La sarcopénie : une complication importante du diabète de type 2

La sarcopénie se caractérise par une diminution de la masse musculaire, de la force musculaire et des performances physiques qui apparaissent naturellement avec l’âge.

Il est avéré que le diabète de type 2 en accélère l’apparition. Un constat corroboré par des résultats issus d’études épidémiologiques.

Au contraire des complications micro et macro vasculaires, la prévention et le traitement de cette complication plus méconnue ne constituent pourtant pas un objectif majeur dans le soin du diabète de type 2. Ceci s’explique par le manque de connaissances qui persiste encore sur la maladie. Malgré les progrès constants de la recherche médicale, le mécanisme sous-jacent responsable de cette relation entre le DT2 et le déclin des muscles n’est pas encore élucidé. Étant donné que l’insuline est un potentiel stimulateur de croissance et de synthèse de protéine pour de nombreuses cellules, son action insuffisante dans le cas de ce diabète contribuerait probablement à ce déclin.

Une piste de guérison ?

Cette explication a servi de piste pour une récente étude* réalisée sur des souris, qui décrypte l’axe précis en cause dans l’atrophie musculaire. L’équipe du Pr Ogawa de l’Université de Kobé (Japon) a permis une première compréhension des mécanismes qui interviennent au niveau musculaire chez le patient diabétique pouvant expliquer l’apparition de la sarcopénie. En effet, ces chercheurs japonais ont montré chez les souris que l’hyperglycémie sanguine induit une augmentation de la protéine musculaire spécifique appelée KLF15 (Krüppel-like factor 15) et une diminution d’une autre protéine musculaire, celle-ci appelée WWP1.

──────

▶ _CONSIGNE DÉTAILLÉE_
Recopiez mot pour mot le passage du texte sur la sarcopénie qui commence par les mots contenant « Il est avéré » et se termine par « à ce déclin. ». Les lignes ci-dessous ne sont pas nécessaires.

▶ _LIGNES FOURNIES_
──────

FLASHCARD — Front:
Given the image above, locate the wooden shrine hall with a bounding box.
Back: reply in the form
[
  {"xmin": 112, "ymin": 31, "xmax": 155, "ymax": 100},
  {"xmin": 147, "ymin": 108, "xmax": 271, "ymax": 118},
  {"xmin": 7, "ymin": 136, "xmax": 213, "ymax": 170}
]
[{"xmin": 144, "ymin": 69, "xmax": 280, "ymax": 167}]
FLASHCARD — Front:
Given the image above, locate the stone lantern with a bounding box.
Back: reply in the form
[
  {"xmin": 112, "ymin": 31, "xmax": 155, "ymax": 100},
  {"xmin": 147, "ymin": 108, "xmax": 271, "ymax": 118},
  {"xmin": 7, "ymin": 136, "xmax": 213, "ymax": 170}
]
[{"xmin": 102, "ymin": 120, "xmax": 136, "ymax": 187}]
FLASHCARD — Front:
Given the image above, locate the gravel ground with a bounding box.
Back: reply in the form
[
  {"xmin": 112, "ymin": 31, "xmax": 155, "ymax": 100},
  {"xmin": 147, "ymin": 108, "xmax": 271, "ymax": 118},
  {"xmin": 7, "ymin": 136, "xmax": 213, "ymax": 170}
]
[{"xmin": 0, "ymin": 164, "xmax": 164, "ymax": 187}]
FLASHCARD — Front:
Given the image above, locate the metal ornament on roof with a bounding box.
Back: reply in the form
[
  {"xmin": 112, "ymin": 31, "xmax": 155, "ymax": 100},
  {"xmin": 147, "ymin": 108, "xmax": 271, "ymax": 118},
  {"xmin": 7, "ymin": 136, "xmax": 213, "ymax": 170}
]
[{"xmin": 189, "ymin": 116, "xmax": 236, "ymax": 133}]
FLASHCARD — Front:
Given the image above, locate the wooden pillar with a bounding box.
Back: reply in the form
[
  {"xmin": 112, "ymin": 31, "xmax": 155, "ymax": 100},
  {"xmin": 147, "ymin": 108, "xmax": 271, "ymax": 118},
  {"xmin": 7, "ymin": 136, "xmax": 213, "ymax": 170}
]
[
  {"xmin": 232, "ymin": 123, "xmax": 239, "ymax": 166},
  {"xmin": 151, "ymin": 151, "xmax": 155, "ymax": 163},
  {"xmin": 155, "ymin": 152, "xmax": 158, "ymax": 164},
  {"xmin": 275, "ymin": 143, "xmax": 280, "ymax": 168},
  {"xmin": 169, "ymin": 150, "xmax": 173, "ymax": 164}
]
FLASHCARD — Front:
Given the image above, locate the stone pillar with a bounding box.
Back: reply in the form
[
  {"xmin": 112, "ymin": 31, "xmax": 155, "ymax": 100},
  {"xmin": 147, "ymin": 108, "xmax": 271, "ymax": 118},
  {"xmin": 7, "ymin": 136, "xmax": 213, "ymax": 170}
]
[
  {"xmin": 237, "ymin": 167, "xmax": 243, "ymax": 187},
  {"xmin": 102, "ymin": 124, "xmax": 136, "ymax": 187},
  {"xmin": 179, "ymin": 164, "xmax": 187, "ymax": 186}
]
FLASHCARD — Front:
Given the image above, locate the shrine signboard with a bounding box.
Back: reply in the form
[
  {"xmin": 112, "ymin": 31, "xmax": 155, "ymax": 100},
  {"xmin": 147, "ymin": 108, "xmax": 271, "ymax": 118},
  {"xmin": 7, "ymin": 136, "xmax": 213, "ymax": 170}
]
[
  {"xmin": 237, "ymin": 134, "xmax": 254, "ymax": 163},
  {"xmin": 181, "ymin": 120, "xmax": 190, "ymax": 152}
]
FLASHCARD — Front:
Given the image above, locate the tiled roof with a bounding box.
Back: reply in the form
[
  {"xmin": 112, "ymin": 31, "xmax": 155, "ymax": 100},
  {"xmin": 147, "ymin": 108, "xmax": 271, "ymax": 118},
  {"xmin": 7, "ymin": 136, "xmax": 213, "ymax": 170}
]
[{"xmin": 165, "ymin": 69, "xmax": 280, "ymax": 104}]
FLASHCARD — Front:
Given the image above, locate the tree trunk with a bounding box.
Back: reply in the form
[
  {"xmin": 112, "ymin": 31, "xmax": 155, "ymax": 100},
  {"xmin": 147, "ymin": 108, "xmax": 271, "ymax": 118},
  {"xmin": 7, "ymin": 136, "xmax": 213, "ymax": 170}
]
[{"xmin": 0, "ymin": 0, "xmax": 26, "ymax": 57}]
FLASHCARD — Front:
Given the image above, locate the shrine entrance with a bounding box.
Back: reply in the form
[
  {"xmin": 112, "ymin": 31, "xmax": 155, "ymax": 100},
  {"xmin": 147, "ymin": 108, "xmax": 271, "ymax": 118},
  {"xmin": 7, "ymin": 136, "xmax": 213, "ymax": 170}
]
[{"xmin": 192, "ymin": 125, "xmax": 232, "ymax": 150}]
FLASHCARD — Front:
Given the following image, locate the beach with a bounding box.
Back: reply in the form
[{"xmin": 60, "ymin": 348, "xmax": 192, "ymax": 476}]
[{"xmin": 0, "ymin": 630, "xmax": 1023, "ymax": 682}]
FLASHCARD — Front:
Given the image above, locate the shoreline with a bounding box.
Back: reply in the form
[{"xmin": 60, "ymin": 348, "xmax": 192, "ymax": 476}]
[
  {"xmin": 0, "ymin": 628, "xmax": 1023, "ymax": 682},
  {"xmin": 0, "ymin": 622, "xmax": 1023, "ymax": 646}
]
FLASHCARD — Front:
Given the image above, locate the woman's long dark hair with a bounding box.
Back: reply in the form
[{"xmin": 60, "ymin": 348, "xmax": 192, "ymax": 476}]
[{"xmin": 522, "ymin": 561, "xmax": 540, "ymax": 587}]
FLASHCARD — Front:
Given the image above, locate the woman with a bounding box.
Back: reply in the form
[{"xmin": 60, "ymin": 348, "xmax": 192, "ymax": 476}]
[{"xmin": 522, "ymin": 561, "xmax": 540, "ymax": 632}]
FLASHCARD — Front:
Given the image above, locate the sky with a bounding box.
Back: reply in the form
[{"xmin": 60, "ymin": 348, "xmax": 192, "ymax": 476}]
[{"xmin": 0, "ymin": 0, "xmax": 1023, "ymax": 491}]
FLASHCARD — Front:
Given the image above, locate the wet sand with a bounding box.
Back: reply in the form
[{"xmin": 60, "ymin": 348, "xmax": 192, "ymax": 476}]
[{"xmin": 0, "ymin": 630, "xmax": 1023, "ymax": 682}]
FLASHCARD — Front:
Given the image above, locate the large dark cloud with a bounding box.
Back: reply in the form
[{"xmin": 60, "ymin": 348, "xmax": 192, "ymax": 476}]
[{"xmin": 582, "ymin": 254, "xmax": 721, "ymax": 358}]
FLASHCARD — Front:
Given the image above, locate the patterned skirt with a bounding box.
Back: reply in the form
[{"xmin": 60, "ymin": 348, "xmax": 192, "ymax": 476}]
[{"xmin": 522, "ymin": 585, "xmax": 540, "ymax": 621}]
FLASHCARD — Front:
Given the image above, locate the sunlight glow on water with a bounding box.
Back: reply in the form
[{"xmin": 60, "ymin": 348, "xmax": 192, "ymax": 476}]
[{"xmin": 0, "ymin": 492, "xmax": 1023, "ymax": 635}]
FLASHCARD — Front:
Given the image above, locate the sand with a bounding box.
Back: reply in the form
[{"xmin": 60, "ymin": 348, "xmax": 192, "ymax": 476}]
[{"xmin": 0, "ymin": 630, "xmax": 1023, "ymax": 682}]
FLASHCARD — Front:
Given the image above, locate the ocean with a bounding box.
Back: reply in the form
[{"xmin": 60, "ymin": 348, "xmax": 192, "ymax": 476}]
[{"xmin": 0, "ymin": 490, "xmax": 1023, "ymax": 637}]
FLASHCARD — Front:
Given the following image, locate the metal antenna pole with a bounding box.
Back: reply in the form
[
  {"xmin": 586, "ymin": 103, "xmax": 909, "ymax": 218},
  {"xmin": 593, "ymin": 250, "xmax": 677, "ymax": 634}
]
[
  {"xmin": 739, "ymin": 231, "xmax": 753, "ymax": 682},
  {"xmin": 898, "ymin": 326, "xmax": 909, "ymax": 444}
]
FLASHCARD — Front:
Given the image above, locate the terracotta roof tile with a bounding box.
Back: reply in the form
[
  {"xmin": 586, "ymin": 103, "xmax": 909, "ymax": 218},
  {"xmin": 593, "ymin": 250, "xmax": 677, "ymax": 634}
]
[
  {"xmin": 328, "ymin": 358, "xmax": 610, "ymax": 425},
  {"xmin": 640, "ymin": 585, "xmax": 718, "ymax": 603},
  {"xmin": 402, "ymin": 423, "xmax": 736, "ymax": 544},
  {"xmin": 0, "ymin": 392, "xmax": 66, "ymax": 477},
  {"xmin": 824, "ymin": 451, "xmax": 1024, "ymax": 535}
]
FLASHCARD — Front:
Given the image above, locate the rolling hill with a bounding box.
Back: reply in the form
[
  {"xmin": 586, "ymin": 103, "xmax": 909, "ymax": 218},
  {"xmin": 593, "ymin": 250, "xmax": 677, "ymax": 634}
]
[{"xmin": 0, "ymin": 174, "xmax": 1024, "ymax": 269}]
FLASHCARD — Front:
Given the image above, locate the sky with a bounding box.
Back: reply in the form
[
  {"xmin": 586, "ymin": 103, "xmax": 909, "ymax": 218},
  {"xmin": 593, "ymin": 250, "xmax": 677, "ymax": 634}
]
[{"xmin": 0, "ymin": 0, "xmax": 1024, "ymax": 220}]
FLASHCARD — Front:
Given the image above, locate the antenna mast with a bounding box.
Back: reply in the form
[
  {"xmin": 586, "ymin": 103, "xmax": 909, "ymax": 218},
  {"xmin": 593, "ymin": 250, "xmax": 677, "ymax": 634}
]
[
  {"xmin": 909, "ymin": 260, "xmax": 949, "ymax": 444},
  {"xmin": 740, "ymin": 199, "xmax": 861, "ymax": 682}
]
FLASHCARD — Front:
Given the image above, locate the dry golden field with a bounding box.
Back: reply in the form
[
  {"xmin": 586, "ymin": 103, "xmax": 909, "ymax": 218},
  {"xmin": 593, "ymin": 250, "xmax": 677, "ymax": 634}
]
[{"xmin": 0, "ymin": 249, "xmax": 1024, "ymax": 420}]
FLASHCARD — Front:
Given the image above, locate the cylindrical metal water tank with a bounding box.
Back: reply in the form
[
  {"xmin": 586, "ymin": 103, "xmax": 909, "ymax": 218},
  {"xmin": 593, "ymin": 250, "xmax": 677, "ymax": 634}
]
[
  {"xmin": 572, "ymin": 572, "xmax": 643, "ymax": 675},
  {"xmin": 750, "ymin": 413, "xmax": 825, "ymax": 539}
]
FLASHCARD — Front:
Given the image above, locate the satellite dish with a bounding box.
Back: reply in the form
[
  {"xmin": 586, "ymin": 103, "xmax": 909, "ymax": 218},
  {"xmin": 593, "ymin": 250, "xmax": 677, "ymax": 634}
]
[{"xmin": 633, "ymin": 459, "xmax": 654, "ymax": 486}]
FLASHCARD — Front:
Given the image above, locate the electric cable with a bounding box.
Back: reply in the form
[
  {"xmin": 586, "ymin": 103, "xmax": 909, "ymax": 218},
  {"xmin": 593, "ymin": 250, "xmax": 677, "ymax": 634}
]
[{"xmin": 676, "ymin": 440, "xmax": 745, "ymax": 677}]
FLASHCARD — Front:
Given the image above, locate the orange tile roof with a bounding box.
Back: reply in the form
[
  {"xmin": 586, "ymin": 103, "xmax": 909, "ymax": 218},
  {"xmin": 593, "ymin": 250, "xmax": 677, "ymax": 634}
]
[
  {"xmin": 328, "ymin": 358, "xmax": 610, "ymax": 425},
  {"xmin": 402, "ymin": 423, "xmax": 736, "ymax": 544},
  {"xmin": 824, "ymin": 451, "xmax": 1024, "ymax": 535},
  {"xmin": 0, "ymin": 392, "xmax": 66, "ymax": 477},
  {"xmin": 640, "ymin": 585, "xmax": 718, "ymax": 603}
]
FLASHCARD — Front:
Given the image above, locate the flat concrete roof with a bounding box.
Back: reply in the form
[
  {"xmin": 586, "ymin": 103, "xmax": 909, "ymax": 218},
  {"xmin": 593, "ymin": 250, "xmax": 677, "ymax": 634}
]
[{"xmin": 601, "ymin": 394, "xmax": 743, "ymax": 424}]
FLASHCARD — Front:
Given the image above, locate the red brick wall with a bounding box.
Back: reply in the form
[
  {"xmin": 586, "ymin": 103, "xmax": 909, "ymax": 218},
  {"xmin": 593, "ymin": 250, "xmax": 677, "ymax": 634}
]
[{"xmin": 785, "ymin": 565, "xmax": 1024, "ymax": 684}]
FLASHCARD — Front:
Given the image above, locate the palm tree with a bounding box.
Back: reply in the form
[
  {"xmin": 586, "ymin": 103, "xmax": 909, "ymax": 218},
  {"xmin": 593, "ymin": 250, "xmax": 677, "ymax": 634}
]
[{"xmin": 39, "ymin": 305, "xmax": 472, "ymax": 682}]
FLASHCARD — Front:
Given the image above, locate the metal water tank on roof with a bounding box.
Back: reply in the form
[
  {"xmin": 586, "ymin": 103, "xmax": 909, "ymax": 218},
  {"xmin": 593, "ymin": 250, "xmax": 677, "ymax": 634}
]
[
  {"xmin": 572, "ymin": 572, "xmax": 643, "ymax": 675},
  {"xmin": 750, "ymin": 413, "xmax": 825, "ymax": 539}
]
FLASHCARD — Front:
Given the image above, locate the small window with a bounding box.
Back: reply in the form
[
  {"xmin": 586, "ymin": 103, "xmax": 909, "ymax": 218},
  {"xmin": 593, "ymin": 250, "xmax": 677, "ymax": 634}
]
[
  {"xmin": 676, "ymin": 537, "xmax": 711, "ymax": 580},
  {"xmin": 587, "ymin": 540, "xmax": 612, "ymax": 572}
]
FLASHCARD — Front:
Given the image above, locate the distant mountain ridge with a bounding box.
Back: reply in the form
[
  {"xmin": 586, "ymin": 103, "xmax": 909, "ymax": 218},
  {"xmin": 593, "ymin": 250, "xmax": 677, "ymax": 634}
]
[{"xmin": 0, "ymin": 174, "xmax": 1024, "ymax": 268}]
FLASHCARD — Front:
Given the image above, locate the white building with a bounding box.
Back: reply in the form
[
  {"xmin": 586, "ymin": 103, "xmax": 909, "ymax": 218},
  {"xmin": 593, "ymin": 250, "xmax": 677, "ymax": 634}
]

──────

▶ _RÉPONSE RÉDIGÉE_
Il est avéré que le diabète de type 2 en accélère l’apparition. Un constat corroboré par des résultats issus d’études épidémiologiques.

Au contraire des complications micro et macro vasculaires, la prévention et le traitement de cette complication plus méconnue ne constituent pourtant pas un objectif majeur dans le soin du diabète de type 2. Ceci s’explique par le manque de connaissances qui persiste encore sur la maladie. Malgré les progrès constants de la recherche médicale, le mécanisme sous-jacent responsable de cette relation entre le DT2 et le déclin des muscles n’est pas encore élucidé. Étant donné que l’insuline est un potentiel stimulateur de croissance et de synthèse de protéine pour de nombreuses cellules, son action insuffisante dans le cas de ce diabète contribuerait probablement à ce déclin.